→ HOW TO COMPLETE THIS TASK:
From the line containing "Reviewer note: check that each instance of the truck" through the last line, print the records exactly and nothing else.
===== INFORMATION PROVIDED
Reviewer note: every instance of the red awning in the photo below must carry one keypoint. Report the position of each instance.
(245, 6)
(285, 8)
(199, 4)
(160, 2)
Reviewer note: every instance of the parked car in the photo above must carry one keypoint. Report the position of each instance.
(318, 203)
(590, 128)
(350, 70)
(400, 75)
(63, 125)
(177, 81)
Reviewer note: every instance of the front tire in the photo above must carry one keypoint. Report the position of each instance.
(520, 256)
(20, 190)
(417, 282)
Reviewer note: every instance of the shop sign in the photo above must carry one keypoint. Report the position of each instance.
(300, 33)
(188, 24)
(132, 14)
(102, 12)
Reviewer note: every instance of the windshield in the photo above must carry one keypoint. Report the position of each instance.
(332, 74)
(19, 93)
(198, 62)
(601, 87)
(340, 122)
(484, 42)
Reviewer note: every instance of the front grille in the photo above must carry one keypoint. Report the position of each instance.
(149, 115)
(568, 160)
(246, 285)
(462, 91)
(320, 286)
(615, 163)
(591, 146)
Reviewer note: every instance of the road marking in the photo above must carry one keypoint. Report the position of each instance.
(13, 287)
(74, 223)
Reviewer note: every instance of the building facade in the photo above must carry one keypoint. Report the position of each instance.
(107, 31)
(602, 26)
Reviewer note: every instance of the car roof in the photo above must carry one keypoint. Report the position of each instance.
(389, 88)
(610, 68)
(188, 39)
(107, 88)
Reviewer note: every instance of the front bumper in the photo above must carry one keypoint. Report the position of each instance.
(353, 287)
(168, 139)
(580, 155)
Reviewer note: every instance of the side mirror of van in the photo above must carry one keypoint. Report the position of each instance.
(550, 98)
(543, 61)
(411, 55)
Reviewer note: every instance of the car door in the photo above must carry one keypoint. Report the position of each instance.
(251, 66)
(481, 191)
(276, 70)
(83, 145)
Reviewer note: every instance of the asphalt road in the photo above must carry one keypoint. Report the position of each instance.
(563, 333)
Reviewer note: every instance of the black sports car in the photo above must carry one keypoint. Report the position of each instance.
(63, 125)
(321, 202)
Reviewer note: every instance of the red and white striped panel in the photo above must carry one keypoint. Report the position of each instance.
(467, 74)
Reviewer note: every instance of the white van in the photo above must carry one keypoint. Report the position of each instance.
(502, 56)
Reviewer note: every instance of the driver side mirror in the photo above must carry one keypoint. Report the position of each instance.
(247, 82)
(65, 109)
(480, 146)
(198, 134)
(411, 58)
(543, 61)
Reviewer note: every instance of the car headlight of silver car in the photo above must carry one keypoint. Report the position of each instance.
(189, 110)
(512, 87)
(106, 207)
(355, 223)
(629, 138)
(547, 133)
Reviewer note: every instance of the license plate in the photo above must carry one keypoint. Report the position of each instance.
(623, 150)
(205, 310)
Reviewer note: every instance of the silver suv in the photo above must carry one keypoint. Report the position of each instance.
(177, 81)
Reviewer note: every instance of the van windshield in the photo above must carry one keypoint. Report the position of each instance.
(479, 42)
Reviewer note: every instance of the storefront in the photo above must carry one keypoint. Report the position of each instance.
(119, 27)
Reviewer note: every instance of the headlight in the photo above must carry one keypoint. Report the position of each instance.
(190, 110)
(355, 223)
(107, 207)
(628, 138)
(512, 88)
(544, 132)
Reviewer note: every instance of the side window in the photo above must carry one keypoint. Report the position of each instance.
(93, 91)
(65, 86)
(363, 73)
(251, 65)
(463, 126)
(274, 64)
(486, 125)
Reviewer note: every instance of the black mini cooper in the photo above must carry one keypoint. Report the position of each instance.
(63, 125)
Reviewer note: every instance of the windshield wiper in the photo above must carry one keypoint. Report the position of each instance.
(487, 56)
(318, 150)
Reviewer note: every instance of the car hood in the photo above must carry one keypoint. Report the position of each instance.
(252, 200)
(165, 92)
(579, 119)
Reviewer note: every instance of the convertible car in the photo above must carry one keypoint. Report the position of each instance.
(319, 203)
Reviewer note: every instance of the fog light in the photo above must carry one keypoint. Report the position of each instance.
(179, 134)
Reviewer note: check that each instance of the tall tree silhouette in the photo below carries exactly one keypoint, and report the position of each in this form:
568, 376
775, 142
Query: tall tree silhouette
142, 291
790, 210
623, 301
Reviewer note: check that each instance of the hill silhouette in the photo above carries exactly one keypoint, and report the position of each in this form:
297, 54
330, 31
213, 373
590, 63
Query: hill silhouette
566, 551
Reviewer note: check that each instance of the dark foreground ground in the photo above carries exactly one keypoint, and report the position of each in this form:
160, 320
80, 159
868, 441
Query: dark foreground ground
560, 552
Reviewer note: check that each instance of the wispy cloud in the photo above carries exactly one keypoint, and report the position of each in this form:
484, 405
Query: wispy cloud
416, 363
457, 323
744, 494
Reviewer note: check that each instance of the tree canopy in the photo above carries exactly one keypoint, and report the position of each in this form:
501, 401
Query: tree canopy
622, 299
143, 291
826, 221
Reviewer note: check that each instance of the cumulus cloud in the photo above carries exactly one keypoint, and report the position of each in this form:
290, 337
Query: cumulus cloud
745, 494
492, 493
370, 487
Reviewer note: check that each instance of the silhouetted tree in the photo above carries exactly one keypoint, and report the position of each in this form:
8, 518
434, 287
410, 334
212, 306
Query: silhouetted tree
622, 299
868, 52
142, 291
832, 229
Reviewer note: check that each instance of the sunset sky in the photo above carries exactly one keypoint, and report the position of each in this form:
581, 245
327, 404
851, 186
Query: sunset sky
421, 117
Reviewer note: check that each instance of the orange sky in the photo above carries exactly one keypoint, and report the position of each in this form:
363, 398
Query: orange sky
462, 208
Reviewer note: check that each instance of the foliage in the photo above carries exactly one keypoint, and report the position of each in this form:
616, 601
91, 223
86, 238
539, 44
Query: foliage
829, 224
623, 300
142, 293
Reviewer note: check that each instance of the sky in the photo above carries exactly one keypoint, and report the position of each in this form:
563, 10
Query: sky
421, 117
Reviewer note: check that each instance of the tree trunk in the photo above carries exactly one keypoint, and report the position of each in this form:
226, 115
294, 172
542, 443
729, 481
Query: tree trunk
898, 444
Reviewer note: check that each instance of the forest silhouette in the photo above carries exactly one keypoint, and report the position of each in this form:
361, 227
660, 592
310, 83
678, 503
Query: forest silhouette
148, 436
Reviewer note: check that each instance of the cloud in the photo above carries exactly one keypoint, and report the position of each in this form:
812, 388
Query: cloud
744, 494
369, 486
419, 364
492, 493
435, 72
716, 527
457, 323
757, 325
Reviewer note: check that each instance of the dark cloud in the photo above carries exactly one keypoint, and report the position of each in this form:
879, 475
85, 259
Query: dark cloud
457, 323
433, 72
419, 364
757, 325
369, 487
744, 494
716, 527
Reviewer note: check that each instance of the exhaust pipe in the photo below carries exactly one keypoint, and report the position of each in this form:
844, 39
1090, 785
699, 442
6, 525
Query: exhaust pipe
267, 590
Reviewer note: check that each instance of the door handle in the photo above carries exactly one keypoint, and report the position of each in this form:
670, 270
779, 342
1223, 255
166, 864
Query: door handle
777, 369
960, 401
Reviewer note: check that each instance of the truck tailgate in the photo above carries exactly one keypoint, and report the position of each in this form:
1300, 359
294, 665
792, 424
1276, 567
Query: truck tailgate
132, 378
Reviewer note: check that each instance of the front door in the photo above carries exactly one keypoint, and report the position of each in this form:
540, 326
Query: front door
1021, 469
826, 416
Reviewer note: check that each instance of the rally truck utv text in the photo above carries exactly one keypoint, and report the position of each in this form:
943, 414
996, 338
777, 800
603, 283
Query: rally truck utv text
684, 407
==========
→ PROBLEM SOLUTION:
Reviewer note: check that each instance of the truck tailgate in the photo above carries exactly one keypoint, and report the position of each in this form:
1300, 359
294, 665
792, 424
1276, 567
Query: truck tailgate
132, 378
Reviewer note: check that each instance of the front door in the photo above carries exactly one keypoint, and report the position of each in this form:
540, 326
Query: front door
1021, 469
826, 416
Reviewer note: check that each instance of the rally truck utv text in the photo above carries exactly one keypoint, and report the position of each in this form:
943, 414
996, 338
777, 800
603, 283
Query: rally truck utv text
684, 407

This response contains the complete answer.